__Page extract__.
_ _ _ _ _ _ _

As can be seen, my own dealings with the
representations of shamanism and of shamanic practices have a lot in common
with Rothenberg’s proposition of a “new poetics.” In fact, as I intend to show,
the three cases of study presented are also part of this ongoing movement
toward an ethnopoetics. Starting off with Black Elk and the poetic description
of his shamanic vision, passing through María Sabina and the (re)discovery of
ancient healing chants by Western scholars and poets, and culminating in Carlos
Castaneda’s allegorical representations of magical thought, I attempt to insert
my own work within the range of discourse, from Romantic literary representations
to contemporary ethnopoetic narratives. My own case studies point toward the
plurality of voices echoing this forgotten, and often marginalized wholeness of
the human enterprise – voices which are vivid and ever-present in cultures
worldwide thought to be primitive, as an expression of their complexity.
An
ethnopoetic discourse toward a poetics of shamanism can also be found in
Eliade’s writings, and his statement on the ecstatic origins of literature at
large: “The shaman’s adventures in the other world, the ordeals that he
undergoes in his ecstatic descents below and ascents to the sky, suggest the
adventures of the figures in popular tales and the heroes of epic literature.”
As Eliade explains, literary narrative dealing with underworld journeys, as
well as with supernatural events, typical of epic and heroic tales as those by
Virgil, Dante, Shakespeare, and Milton, are borrowings from shamanic
narratives, which describe the shaman’s spiritual ecstatic journeys: “Probably
a large number of epic ‘subjects’ or motifs, as well as many characters,
images, and clichés of epic literature, are, finally, of ecstatic origin …
borrowed from the narratives of shamans … their journeys in the superhuman
worlds.”

_ _ _ _ _ _ _

Which authors of epic and heroic tales does the shamanism passage name?

__Input data__.
_ _ _ _ _ _ _

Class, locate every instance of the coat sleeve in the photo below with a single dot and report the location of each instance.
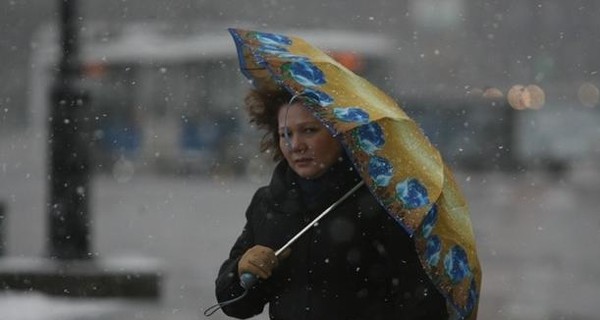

_ _ _ _ _ _ _

__Written response__.
Virgil, Dante, Shakespeare, and Milton.